• _DATA FOR THIS EXERCISE_:
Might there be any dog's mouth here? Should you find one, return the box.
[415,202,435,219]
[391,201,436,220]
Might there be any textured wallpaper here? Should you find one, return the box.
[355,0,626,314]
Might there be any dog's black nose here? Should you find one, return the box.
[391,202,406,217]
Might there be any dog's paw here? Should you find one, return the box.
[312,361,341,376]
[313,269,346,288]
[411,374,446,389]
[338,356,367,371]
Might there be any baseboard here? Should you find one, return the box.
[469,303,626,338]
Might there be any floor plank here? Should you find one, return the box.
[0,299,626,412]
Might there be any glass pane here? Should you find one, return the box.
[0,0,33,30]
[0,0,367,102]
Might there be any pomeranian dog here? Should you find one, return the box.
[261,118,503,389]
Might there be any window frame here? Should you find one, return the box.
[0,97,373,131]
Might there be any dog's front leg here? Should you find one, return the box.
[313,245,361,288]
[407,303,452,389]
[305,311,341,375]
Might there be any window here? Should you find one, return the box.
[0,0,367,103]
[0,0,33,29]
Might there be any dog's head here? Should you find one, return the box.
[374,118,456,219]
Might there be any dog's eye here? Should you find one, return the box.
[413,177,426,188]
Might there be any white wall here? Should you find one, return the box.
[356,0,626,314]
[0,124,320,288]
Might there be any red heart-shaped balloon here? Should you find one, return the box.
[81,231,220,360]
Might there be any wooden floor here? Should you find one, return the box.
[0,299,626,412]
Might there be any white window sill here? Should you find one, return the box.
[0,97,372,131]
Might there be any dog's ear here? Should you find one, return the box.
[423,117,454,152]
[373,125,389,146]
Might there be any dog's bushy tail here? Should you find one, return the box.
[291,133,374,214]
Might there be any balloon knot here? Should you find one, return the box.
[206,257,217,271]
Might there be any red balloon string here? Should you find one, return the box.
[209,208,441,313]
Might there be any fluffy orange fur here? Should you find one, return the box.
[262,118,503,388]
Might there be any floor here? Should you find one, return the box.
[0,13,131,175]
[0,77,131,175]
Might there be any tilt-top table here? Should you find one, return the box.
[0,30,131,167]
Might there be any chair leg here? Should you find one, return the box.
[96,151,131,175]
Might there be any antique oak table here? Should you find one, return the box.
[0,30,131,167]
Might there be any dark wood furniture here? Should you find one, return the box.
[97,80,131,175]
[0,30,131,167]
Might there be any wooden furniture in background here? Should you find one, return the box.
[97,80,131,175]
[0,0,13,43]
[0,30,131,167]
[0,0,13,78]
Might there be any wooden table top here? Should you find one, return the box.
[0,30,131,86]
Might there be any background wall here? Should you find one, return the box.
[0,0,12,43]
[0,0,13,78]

---

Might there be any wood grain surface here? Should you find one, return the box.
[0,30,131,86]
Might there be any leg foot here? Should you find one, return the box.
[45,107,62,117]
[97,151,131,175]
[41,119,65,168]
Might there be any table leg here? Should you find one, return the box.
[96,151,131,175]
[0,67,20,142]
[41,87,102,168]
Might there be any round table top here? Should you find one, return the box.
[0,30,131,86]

• _WHAT YOU WILL DO_: Copy the stretch of lines from the one containing "Might there be any dog's eye" through the one containing "[0,124,320,288]", keeping the requests, and shift every box coordinate in the answers up by 63.

• _SOLUTION TO THE PROBLEM_:
Might there be any dog's eye here? Should you find one, return the box.
[476,240,489,251]
Might there be any white wall here? Should you find one, return the box.
[419,63,689,377]
[63,187,383,351]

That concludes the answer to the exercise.